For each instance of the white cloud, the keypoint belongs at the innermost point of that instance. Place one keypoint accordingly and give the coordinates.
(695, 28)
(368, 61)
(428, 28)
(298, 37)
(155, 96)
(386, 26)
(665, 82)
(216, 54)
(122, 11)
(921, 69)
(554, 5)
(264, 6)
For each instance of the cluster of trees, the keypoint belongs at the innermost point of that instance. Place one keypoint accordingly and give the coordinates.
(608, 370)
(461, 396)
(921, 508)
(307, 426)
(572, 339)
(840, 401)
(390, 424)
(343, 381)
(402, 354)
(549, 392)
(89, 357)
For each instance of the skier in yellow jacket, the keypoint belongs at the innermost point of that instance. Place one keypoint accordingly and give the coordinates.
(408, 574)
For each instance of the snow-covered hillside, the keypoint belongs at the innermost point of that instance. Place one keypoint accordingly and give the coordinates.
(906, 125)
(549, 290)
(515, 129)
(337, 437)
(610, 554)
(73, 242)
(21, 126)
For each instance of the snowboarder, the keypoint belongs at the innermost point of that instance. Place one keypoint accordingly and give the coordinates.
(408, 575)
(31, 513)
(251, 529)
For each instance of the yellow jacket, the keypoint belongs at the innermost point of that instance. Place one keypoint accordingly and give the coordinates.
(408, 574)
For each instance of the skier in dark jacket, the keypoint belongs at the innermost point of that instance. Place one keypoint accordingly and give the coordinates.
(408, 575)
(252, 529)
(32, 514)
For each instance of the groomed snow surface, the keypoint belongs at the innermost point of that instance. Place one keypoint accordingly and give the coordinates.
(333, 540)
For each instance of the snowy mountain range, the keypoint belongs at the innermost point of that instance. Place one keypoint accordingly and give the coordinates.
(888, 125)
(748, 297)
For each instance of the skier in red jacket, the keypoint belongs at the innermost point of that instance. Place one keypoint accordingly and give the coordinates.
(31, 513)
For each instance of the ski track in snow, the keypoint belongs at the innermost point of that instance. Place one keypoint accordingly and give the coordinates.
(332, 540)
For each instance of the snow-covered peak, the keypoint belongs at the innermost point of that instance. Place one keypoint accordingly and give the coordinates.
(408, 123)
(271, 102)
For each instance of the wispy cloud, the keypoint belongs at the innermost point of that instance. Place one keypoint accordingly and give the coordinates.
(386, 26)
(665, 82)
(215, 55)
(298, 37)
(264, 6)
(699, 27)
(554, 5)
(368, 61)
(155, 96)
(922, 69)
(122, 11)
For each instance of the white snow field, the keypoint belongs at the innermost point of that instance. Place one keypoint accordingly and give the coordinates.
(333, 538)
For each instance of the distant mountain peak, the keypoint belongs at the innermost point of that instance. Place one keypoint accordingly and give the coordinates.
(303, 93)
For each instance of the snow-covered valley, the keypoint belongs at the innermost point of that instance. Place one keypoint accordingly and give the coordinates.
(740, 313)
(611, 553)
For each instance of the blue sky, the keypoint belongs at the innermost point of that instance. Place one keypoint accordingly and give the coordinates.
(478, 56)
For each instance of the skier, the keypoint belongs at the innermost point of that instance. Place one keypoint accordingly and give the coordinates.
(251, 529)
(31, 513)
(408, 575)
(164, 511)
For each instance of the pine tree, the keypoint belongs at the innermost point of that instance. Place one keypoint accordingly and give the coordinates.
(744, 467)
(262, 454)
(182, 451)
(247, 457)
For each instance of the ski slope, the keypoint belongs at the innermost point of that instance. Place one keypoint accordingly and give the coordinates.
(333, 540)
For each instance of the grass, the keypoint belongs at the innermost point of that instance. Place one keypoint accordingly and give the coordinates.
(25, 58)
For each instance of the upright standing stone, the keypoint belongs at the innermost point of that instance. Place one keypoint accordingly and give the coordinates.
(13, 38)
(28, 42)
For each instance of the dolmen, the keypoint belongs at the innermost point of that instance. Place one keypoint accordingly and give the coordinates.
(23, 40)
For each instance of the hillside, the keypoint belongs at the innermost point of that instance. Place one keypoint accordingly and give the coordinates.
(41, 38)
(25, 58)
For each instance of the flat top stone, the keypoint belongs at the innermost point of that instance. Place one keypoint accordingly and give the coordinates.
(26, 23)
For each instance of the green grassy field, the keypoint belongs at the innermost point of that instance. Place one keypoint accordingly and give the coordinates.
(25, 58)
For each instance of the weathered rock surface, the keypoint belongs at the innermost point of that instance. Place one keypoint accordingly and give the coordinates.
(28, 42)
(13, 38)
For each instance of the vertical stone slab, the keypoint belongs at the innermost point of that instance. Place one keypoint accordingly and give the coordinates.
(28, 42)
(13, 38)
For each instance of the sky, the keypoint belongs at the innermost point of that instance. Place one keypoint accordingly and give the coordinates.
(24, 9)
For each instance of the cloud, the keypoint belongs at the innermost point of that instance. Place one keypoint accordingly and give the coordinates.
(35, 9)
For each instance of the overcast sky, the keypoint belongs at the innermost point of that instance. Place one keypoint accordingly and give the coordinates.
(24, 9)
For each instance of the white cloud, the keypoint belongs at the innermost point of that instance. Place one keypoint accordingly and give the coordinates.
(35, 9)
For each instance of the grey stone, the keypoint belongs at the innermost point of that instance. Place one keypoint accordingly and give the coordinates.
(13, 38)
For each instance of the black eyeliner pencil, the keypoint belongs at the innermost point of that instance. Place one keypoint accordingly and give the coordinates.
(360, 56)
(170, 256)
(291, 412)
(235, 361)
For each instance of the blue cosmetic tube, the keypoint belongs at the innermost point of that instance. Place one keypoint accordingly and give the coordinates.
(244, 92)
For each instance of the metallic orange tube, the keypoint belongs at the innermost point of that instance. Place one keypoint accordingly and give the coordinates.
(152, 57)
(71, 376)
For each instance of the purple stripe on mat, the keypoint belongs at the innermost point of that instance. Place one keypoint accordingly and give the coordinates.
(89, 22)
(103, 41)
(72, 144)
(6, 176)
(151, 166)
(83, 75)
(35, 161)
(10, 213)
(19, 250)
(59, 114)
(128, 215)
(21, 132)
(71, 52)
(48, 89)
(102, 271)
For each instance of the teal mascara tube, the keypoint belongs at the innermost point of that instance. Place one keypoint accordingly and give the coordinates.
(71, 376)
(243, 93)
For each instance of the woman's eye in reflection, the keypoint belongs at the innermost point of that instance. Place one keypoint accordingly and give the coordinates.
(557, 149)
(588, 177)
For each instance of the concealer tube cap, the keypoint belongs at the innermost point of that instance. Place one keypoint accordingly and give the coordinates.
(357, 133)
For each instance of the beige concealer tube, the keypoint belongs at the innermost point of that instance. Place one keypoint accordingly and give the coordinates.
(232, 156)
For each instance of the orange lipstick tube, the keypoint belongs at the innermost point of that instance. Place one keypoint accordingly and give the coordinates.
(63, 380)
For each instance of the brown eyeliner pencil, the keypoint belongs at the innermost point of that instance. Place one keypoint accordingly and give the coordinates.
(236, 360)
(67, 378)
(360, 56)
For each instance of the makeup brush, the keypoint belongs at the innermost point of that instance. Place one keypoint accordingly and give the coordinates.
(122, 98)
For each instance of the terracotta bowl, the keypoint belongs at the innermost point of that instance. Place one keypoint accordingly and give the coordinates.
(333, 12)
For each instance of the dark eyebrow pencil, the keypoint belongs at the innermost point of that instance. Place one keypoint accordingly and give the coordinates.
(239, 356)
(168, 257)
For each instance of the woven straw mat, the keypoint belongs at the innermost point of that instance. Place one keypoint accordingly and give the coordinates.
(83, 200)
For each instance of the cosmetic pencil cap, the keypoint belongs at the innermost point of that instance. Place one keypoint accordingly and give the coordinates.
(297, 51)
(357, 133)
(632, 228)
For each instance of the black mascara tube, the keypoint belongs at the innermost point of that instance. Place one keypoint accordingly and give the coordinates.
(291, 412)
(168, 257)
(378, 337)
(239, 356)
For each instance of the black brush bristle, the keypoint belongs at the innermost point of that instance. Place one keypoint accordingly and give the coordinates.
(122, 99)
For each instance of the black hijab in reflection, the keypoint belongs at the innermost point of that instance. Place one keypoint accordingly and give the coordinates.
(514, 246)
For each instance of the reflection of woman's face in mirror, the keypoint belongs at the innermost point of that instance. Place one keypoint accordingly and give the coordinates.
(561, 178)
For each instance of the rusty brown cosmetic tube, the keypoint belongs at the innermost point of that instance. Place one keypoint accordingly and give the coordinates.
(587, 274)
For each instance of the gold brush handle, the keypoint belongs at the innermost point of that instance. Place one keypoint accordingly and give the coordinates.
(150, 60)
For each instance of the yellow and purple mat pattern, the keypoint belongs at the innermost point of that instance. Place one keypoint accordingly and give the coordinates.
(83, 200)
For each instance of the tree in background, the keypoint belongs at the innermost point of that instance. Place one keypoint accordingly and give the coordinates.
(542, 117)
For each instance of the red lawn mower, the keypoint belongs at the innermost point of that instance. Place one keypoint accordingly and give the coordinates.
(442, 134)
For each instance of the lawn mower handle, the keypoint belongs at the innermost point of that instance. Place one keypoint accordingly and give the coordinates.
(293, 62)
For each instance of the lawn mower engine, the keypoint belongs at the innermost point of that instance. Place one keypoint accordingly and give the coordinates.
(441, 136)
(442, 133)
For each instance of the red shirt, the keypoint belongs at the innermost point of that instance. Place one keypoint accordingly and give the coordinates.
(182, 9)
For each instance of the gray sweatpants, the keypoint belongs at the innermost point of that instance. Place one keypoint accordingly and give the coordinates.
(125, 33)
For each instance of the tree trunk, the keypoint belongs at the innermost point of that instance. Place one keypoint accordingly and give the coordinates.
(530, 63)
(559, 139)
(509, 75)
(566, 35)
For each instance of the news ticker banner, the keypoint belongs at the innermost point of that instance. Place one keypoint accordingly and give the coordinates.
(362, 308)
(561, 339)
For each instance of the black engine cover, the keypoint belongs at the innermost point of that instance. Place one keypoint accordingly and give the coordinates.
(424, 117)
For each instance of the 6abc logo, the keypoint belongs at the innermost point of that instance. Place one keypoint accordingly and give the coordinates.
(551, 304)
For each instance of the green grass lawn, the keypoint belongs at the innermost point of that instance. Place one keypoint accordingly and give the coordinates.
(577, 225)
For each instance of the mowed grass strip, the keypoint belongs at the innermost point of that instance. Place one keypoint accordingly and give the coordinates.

### Your goal
Retype nothing except the lines from the line holding "For each instance of the gray" through the last line of the entries, both included.

### Worked solution
For each instance of the gray sweatpants, the keypoint belongs at the innermost point of that instance. Place one keypoint accordingly and give the coordinates.
(125, 33)
For each instance of the tree trunk, the keypoint belongs at the innermost point of that instance. Place one keypoint accordingly and give the coordinates.
(530, 63)
(559, 139)
(509, 75)
(566, 35)
For each instance of the news ticker banner, the keypoint belongs at the innermost point of that instance. Place one keypoint accordingly and give the coordinates.
(362, 308)
(561, 339)
For each instance of the black engine cover, the keypoint belongs at the innermost point of that instance. Place one keypoint accordingly and give the coordinates.
(424, 117)
For each instance of the 6abc logo, the keypoint belongs at the innermost point of that instance. Place one keypoint accordingly and give the coordinates.
(551, 304)
For each instance of the green grass lawn, the keypoint belongs at the innermost point of that instance. Place one keypoint accordingly and give the coordinates.
(577, 225)
For each instance of the mowed grass strip, the keypoint belongs at the innermost point of that instance. Place one keypoint accordingly and give the coordinates.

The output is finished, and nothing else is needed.